[Records from a dataset]
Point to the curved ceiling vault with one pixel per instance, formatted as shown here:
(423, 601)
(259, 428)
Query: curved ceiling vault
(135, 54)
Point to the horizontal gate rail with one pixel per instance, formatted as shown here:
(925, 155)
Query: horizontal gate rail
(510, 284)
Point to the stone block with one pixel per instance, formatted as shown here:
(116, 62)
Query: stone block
--
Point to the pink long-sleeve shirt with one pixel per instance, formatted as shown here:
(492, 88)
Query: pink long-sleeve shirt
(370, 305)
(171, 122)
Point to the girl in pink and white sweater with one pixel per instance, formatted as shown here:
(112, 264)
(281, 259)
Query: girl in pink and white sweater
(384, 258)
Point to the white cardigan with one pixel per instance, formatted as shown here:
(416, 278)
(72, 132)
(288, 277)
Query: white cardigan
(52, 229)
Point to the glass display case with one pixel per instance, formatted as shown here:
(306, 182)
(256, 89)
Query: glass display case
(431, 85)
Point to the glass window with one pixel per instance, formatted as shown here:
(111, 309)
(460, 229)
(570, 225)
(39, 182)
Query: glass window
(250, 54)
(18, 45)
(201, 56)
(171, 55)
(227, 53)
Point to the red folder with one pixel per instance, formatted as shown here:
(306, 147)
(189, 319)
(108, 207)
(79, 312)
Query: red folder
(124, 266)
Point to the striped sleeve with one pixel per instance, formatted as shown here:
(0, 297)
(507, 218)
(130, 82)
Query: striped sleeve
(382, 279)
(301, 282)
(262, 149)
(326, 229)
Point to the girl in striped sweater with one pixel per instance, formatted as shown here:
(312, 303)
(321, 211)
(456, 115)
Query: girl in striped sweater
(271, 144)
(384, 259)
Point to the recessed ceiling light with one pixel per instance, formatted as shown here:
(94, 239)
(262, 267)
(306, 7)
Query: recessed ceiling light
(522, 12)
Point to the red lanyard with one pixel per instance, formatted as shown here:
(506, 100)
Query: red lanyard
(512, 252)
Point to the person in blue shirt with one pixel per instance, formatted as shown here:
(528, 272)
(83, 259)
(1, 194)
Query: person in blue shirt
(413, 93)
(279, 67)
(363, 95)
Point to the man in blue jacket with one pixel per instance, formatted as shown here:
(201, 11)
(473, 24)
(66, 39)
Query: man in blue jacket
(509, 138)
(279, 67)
--
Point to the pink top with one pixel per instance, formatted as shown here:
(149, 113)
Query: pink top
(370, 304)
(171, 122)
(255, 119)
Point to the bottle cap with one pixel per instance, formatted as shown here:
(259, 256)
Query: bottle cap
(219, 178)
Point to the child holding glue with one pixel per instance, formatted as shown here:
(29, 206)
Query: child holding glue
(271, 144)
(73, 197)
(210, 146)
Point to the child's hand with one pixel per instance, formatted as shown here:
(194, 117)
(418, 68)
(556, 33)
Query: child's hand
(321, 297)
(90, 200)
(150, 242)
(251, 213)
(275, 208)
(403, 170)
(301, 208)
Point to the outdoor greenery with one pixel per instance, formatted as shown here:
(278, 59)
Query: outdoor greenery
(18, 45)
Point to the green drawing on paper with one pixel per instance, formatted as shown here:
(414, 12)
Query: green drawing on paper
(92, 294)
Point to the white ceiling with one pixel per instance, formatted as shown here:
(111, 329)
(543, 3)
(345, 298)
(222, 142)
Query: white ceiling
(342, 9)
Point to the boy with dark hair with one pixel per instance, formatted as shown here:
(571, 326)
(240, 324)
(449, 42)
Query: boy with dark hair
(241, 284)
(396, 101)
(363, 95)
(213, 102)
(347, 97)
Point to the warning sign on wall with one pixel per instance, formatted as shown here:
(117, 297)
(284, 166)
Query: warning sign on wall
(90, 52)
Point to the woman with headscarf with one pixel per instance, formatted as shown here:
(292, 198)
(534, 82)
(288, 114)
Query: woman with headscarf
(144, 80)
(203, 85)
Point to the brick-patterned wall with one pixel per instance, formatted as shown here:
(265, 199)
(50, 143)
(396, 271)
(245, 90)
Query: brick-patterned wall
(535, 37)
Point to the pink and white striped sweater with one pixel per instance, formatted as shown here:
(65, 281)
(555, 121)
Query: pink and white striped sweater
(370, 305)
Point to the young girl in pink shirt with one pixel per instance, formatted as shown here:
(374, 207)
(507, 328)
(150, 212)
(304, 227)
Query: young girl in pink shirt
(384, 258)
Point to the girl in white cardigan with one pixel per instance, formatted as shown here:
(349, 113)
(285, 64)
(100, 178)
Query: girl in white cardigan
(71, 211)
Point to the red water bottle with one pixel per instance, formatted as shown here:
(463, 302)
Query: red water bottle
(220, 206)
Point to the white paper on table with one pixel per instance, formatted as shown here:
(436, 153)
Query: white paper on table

Task statement => Write out each line of the data that holds the string "table".

Exercise answer =>
Point to the white paper on table with one pixel per instance, formatted as shown here:
Query: white paper on table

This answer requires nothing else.